=== Source passage ===

Sorry About The Cabinets. I Have Painted A Few Sets Of Kitchen Cabinets Myself. Rule Of Thumb U Might As Well When U Price Them Go Ahead And Figure On Sanding Them Down From The Start.as U Know Cabinets Are About The Most Used Things In The House. There Fore. All The Dirt And Hand Oils.


----------



## Marty

*Marty.s Painting Service*

Dear Ruined, I agree with some of the pro,s prep when it comes to cabinets is a must. I usually de-gloss them first , then lightly sand them, use a good professional primer (oil, or alcohol,) you'll have much better results. To when in doubt always ask first then when satisfied proceed at least you'll have some type of info to go on. Wish you well on getting them re-done. Marty


----------



## BESMAN

interesting thread....i'll put my first post here.


----------



## Peakhomeservices

*Cabinets are Fixed*

Just to give you all an update. I hired a professional painter with a lot of experience with painting cabinets to repaint the cabinets. He sanded them lightly and sprayed them with Oil Based Kilz. All stains were blocked with this immediately. He attempted to use the Premium Behr Paint High Gloss paint again and all but the back of four cabinet doors looked fine and paint was melting off those. So he sanded again and top coated with a Kwal Embassy Fast Coat - Gloss. Client was extremely happy that I went out of my way to make things right at no cost and the Fast Coat gave the cabinets that shiny, glossy look the client wanted. Client payed me and my total loss on the whole job was about $50 plus I worked for about three 6 hour days at no charge. I learned a lot about paint quality and preparation, of course. I will continue to use the Behr Flat Enamel paint but I think that is the only paint they make that is worth a darn. I have gone back to buying my paint at Kwal which is what I was doing until the last year or two. Thanks again to all of you for your comments. I now have another painter that I can work with and I learned a lot from him as well. I will be referring all my exterior painting and other odd jobs - like painting cabinets - to him and he will give me a cut for the referral. So in the end, it has all turned out great!


----------



## Peakhomeservices

1977corey said:


> I think its great you do alot more than just paint.

=== Data extract ===

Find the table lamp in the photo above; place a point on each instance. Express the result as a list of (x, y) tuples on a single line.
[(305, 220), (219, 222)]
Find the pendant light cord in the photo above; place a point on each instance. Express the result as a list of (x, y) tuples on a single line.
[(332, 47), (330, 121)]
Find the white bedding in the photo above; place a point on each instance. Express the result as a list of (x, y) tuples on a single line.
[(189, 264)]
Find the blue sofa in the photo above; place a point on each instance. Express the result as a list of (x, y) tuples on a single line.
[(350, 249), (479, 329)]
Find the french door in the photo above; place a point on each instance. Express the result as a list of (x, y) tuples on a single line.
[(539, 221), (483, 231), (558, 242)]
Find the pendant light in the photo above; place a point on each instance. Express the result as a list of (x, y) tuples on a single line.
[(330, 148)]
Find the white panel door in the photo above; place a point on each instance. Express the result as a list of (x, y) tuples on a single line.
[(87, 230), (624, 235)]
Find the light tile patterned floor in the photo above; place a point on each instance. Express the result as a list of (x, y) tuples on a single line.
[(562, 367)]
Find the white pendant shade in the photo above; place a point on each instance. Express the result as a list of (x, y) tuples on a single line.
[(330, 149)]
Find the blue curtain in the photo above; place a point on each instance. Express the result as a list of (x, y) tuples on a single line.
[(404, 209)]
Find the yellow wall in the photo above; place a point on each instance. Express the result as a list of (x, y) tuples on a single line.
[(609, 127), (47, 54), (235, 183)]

===

List of tasks:
(1) Summarize the cabinet painting thread in two sentences.
(2) According to the cabinet painting thread, why did the hired painter sand the cabinets a second time? Answer in one or two sentences.
(3) Please continue the cabinet painting thread from where it stops.
The data have no connection to the cabinet painting thread.

Responses for each task:
(1) Forum posters say cabinets need thorough preparation, such as de-glossing, light sanding and a good professional primer, because cabinets are among the most used things in the house and collect dirt and hand oils. One poster reports that a hired professional fixed a client's cabinets by sanding, priming with Oil Based Kilz and top coating with Kwal Embassy Fast Coat - Gloss, which left the client extremely happy and the poster with a small loss and lessons about paint quality and preparation.

(2) After priming with Oil Based Kilz, he used the Premium Behr High Gloss paint again, and it looked fine everywhere except the backs of four cabinet doors, where it was melting off. He sanded again to deal with that and then top coated with Kwal Embassy Fast Coat - Gloss.

(3)
> Now i'm not trying to be a jerk by asking this, but , how long have you been doing each of the things you do besides painting? And, that would be longer than your painting, right?


I have managed a crew for five years that all have their specialties. I have always done the painting, clean-up, run the business, etc... So I personally have not really done anything more than just the above but my crew does light electrical, drywall, framing, carpentry, etc....

Anyway, cabinets are fixed and you can see my post below. Thanks for all your feedback even though you are a negative one!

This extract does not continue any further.